● DIRECTIONS FOR THIS TASK: Render every line of the records below as a numbered list, omitting any blank lines.

● SOURCE MATERIAL:
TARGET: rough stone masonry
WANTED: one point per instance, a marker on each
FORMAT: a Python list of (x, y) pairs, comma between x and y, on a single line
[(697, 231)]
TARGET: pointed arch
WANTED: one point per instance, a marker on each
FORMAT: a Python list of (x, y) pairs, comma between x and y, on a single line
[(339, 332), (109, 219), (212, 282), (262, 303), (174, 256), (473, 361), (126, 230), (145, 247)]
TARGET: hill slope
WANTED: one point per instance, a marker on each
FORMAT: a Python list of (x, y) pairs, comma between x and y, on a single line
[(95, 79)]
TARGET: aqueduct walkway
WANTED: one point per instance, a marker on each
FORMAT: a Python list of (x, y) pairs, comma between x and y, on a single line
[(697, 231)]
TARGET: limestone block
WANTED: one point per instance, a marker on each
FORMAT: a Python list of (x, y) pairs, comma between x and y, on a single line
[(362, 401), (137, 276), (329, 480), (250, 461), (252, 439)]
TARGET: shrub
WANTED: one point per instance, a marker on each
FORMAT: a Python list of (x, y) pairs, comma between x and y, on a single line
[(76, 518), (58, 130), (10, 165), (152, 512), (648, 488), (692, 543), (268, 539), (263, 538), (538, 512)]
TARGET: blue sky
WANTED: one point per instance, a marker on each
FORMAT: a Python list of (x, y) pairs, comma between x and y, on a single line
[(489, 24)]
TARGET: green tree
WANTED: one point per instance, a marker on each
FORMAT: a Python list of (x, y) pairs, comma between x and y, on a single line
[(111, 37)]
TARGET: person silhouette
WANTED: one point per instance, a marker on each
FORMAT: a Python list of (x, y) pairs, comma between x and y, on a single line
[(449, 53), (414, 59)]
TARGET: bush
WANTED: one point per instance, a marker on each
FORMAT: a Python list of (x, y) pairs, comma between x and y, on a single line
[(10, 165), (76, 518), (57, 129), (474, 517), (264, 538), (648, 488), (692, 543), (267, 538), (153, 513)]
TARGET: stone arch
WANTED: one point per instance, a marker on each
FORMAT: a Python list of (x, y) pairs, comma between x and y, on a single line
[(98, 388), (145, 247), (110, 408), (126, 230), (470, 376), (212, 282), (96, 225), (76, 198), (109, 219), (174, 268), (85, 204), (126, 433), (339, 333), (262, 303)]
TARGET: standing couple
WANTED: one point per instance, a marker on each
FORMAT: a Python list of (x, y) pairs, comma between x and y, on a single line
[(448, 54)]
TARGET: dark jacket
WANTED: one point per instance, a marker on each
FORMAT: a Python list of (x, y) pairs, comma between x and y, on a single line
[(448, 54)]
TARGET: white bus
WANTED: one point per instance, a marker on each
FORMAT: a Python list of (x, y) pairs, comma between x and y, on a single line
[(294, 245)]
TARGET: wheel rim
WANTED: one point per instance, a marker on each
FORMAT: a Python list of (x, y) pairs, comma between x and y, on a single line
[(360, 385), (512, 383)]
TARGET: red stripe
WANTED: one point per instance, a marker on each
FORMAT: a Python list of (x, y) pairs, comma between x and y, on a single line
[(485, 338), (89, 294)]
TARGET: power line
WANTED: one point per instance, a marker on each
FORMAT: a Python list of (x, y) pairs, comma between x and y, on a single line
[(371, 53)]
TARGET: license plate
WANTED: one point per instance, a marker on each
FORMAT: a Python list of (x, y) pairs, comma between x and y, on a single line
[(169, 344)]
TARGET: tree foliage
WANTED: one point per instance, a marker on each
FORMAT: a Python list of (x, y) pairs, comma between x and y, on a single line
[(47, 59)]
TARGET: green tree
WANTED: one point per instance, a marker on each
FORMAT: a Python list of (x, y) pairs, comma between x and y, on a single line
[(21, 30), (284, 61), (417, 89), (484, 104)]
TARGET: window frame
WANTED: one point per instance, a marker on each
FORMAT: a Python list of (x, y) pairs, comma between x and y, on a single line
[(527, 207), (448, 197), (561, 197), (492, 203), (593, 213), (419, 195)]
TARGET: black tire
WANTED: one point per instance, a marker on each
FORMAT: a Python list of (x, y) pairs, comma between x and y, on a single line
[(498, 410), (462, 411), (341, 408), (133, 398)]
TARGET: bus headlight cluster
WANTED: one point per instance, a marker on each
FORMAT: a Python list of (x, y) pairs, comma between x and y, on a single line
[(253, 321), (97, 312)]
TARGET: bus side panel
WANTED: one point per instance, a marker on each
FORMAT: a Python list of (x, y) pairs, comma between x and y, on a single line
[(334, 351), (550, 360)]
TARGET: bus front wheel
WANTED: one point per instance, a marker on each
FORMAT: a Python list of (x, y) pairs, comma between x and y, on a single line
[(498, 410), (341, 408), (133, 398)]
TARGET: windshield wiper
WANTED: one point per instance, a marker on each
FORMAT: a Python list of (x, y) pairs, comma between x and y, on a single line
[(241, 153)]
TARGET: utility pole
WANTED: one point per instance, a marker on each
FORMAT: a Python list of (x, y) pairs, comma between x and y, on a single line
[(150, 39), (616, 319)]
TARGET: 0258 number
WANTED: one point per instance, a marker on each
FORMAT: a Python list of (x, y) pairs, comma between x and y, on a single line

● FINISHED TASK:
1. TARGET: rough stone masonry
2. WANTED: one point per instance, a marker on each
3. FORMAT: a Python list of (x, y) pairs, comma between x and y, on a single line
4. [(697, 231)]
5. TARGET: pointed arch
6. WANTED: one point per instance, a marker on each
7. FORMAT: a Python list of (x, y) pairs, comma between x and y, on a single line
8. [(339, 332), (109, 219), (212, 282), (262, 303), (174, 256), (473, 361), (126, 230), (145, 247)]
9. TARGET: hill slope
10. WANTED: one point per instance, a marker on each
11. FORMAT: a Python list of (x, y) pairs, comma between x and y, on a single line
12. [(95, 79)]
13. TARGET: aqueduct walkway
14. WANTED: one point per instance, a marker on each
15. FORMAT: a Python list of (x, y) pairs, comma between x and y, on a single line
16. [(697, 231)]
17. TARGET: limestone block
18. WANTED: one point per instance, a marker on each
19. FORMAT: a Python list of (x, y) pairs, comma between x and y, on a single line
20. [(362, 401), (137, 276), (329, 480), (250, 461), (252, 439)]
21. TARGET: shrub
22. WANTED: one point per instance, a marker on each
23. FORMAT: a Python list of (x, y) pairs, comma between x and y, on a single line
24. [(76, 518), (58, 130), (10, 165), (152, 512), (648, 488), (692, 543), (268, 539), (263, 538), (538, 512)]
25. TARGET: blue sky
26. WANTED: one point per instance, a marker on each
27. FORMAT: a Python list of (x, y) pairs, comma between x and y, on a single line
28. [(489, 24)]
29. TARGET: green tree
30. WANTED: one point per instance, a marker on each
31. FORMAT: a Python list of (x, y) pairs, comma between x and y, on a single line
32. [(111, 37)]
33. TARGET: person silhouette
34. WANTED: one point per instance, a marker on each
35. FORMAT: a Python list of (x, y) pairs, comma between x and y, on a single line
36. [(449, 53), (414, 59)]
37. TARGET: bush
38. WANTED: one point per instance, a marker on each
39. FORMAT: a Python list of (x, y) pairs, comma between x and y, on a single line
40. [(10, 165), (76, 518), (57, 129), (474, 517), (264, 538), (648, 488), (692, 543), (267, 538), (153, 513)]
41. TARGET: stone arch
42. WANTED: one point per instance, a marker on each
43. FORMAT: a Python list of (x, y) pairs, comma between x and y, on a single line
44. [(98, 388), (145, 247), (110, 408), (126, 230), (470, 376), (212, 282), (96, 225), (76, 198), (109, 219), (174, 268), (85, 204), (126, 433), (339, 333), (262, 303)]
45. TARGET: standing couple
46. WANTED: one point per instance, a marker on each
47. FORMAT: a Python list of (x, y) pairs, comma between x and y, on a single line
48. [(448, 54)]
49. TARGET: dark jacket
50. WANTED: one point per instance, a marker on each
51. FORMAT: a Python list of (x, y) pairs, comma between x and y, on a single line
52. [(448, 54)]
53. TARGET: white bus
54. WANTED: one point per instance, a marker on each
55. FORMAT: a Python list of (x, y) pairs, comma between x and y, on a single line
56. [(294, 245)]
57. TARGET: wheel rim
58. WANTED: one point per instance, a marker on each
59. FORMAT: a Python list of (x, y) pairs, comma between x and y, on a single line
60. [(360, 385), (512, 383)]
61. TARGET: red stripe
62. WANTED: one point per instance, a marker on each
63. FORMAT: a Python list of (x, y) pairs, comma between x and y, on a single line
64. [(485, 338), (89, 294)]
65. TARGET: power line
66. WANTED: one point per instance, a marker on each
67. FORMAT: a Python list of (x, y) pairs, comma between x and y, on a single line
68. [(371, 53)]
69. TARGET: license plate
70. WANTED: one point per instance, a marker on each
71. FORMAT: a Python list of (x, y) pairs, comma between x and y, on a single line
72. [(169, 344)]
73. TARGET: tree foliage
74. WANTED: one point per instance, a marker on each
75. FORMAT: a Python list of (x, y) pairs, comma between x and y, on a single line
76. [(47, 59)]
77. TARGET: green tree
78. WANTED: one point per instance, a marker on each
79. FORMAT: a Python list of (x, y) pairs, comma between x and y, on a single line
80. [(21, 30), (284, 61), (417, 89), (484, 104)]
81. TARGET: window frame
82. WANTED: one point per instance, a marker on each
83. FORMAT: a Python list of (x, y) pairs, comma between x and y, on a single line
84. [(527, 207), (448, 197), (561, 197), (492, 203), (593, 213), (419, 195)]
85. TARGET: black tire
86. WANTED: one point per instance, a marker on each
87. FORMAT: a Python list of (x, y) pairs, comma between x and y, on a single line
88. [(498, 410), (462, 411), (341, 408), (133, 398)]
89. TARGET: bus headlight cluster
90. WANTED: one point per instance, a marker on each
91. FORMAT: a Python list of (x, y) pairs, comma between x and y, on a single line
92. [(253, 321), (97, 312)]
93. TARGET: bus side panel
94. WANTED: one point per instance, a marker on each
95. FORMAT: a Python list of (x, y) pairs, comma between x and y, on a single line
96. [(334, 351), (550, 360)]
97. TARGET: bus front wheel
98. WANTED: one point per instance, a marker on each
99. FORMAT: a Python list of (x, y) pairs, comma between x and y, on a single line
100. [(498, 410), (341, 408), (133, 398)]
101. TARGET: windshield wiper
102. WANTED: one point per instance, a marker on each
103. FORMAT: a Python list of (x, y) pairs, comma between x and y, on a single line
104. [(241, 153)]
105. TARGET: utility pole
106. WANTED: one point per instance, a marker on each
107. FORMAT: a Python list of (x, y) pairs, comma between x and y, on a single line
108. [(150, 39), (616, 319)]
109. TARGET: 0258 number
110. WANTED: one point per instance, a marker on each
111. FORMAT: a Python list of (x, y) pairs, comma between x and y, on a single line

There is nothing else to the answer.